Extract:
By Josh Kovner, Hartford Courant, HARTFORD, CT (December 24, 2018) -- In the years since a Connecticut jury awarded former Norwich smoker Barbara Izzarelli a multi-million judgement in her case against the maker of Salem cigarettes, her lawyer noted several times that she’d offered to settle the case for $400,000.

Now that judgment has swelled to $52.4 million as U.S. District Judge Stefan Underhill has added additional money damages and interest dating to 1999 for which the R.J. Reynolds Tobacco Co. is on the hook.

Underhill, in a Dec. 13 ruling, said evidence at the trial in 2010 showed “reprehensible” conduct on the part of R.J. Reynolds, including that the company knew its mentholated Salem cigarettes were “extremely carcinogenic and addictive” but continued selling them anyway.

Izzarelli had developed larynx cancer in 1997 at age 36 after smoking heavily since she was 12. The jury found her 42 percent responsible for her condition, but said the company bore the lion’s share of the liability.

The cancer claimed Izzarelli’s larynx and she breathes through a hole in her throat, said her lawyer, David Golub. She now lives in Florida.

Dataset excerpt:
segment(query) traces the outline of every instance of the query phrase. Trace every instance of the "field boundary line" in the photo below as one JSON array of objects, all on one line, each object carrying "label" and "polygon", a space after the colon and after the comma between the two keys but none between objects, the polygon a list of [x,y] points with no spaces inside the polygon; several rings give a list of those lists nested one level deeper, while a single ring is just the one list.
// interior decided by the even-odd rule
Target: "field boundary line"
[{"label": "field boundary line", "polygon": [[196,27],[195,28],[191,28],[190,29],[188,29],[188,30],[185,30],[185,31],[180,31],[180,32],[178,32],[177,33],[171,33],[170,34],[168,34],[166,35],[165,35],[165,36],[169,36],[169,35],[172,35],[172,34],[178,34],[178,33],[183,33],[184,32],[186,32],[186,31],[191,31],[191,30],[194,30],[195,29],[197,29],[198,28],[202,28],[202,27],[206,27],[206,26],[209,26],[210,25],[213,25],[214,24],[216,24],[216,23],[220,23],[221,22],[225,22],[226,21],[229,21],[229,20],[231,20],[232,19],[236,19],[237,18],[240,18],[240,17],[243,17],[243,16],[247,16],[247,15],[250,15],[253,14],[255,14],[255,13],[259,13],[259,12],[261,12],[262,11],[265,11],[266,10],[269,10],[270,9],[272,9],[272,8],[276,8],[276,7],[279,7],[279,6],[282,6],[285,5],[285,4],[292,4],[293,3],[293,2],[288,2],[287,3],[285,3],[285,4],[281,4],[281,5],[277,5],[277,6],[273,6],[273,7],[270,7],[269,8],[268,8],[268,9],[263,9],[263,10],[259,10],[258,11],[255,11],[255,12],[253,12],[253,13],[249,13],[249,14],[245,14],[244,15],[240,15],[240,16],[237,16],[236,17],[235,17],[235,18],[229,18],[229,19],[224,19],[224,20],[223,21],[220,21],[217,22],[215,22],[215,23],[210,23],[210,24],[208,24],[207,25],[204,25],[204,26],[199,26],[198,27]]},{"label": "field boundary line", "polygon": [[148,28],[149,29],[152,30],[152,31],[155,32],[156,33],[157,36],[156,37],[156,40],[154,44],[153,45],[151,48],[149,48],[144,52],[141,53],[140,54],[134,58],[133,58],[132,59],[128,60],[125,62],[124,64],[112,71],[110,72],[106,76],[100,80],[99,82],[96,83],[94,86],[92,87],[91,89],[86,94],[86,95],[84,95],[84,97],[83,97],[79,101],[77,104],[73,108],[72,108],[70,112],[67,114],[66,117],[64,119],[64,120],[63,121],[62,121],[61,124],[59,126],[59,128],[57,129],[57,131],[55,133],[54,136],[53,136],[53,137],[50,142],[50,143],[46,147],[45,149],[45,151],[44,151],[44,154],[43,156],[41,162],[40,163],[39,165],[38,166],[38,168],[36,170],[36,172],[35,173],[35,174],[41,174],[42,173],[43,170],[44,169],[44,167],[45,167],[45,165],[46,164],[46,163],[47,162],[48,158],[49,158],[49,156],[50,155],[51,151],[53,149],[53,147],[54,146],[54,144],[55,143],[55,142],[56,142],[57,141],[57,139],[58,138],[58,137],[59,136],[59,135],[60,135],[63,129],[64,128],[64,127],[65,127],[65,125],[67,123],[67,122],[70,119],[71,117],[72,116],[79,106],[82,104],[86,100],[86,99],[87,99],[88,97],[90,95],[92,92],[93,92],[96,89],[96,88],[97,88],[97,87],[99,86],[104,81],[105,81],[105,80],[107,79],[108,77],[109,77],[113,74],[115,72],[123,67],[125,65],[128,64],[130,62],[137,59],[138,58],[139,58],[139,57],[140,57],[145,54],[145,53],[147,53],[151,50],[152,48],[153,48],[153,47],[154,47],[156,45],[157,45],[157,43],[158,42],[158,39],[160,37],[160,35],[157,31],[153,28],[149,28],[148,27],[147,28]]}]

Problem: Please output the passage of the tobacco lawsuit article above that opens with "Underhill, in a" and closes with "lives in Florida.", copied word for word.

Your solution:
Underhill, in a Dec. 13 ruling, said evidence at the trial in 2010 showed “reprehensible” conduct on the part of R.J. Reynolds, including that the company knew its mentholated Salem cigarettes were “extremely carcinogenic and addictive” but continued selling them anyway.

Izzarelli had developed larynx cancer in 1997 at age 36 after smoking heavily since she was 12. The jury found her 42 percent responsible for her condition, but said the company bore the lion’s share of the liability.

The cancer claimed Izzarelli’s larynx and she breathes through a hole in her throat, said her lawyer, David Golub. She now lives in Florida.